Text segment:
____________________

I think all the above methods are going to be necessary ones in the future of collection development in libraries. As Antelman says,
If we choose not to use OA in decision making, even as the data becomes more readily available and reliable, we are not being good stewards of our institutional resources, and we are not serving future researchers as much as we could be through development of collectively heterogeneous and deep collections
Now, even as I write this blog I am aware there are going to be some OA Advocates who take this as further proof that the real solution here is for libraries to cancel all their journal subscriptions. That this is the best way to finally bring about the open access revolution. I agree with them 90% of the way -and always admire their passion – but we are not at the ‘cancel all journals’ point yet. Fact is, even though I argued above that so much content is accessible outside of the library, a large number of researchers and students are reliant on the library for access.
Something to be said about “cancel all the journal subscriptions” OA advocates who often have the connections and knowledge to get access to journal articles a lot easier then others can.
— Ryan Regier (@ryregier) February 5, 2018
I don’t think library users should be reliant on the library. Yes, I think the library will always be an important place for discovering important and relevant research, but it should not be the only place. As teachers and librarians we should be training our users to be critical, independent researchers who are reliant on open resources. So that when they leave our institution and no longer have access to our library (as so many students do) they still know how to find scholarly literature and make use of it.

____________________

Data:
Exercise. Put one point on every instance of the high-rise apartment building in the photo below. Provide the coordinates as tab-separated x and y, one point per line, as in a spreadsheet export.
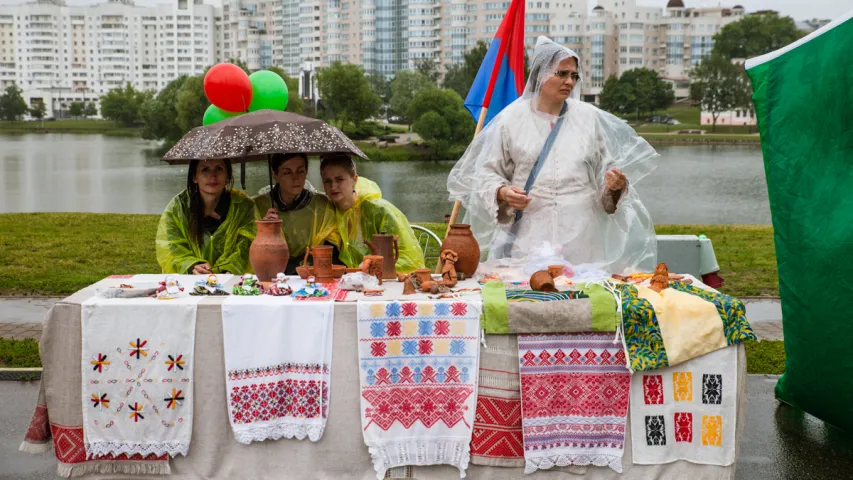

____________________

Exercise tasks:
**1)** From the post on open access and libraries:
(a) Whom does the writer quote on using OA in decision making?
(b) By what percentage does the writer agree with the OA advocates who favor canceling all journal subscriptions?
(c) On what date was the quoted tweet posted?
**2)** Continue the post on open access and libraries from its last sentence.
The listing plays no part in what is asked here.

Answers for the tasks:
**1)**
(a) Antelman
(b) 90%
(c) February 5, 2018

**2)**
However, we are still a long ways from that. I still see a lot of students who will not bother searching farther for an article if their library does not have access. We can’t just cancel all journals and expect them to learn via trial-by-fire. That won’t work.
Also sometimes, in the medical and health field especially, access to scholarly research is needed immediately. We are not yet at the point of OA or article sharing where access to articles can be obtained immediately, but hopefully soon.
At some point though, in the next few decades, or even in the next decade, we will reach a point where libraries should begin mass cancelling scholarly journals and we will need all you ‘cancel all the journals’ advocates then. Don’t go anywhere!
Finally, I just want conclude with a quote from this CARL/CRKN brief prepared Kathleen Shearer, Responding to Unsustainable Journal Costs:
There will be no long-term relief from price increases unless we collectively promote
a transition towards a more open scholarly communication system, and invest in
infrastructure and services that are more sustainable.
This is crux of it. Paying high APCs to publishers may just shift the burden of the Serials Crisis to Authors instead of Libraries. We need to build our own infrastructure and services. To find pricing models that are fair for all parties involved, be they authors, publishers, research institutions, or libraries. No one party should be making 30% profit margins while the rest are struggling for funding and access.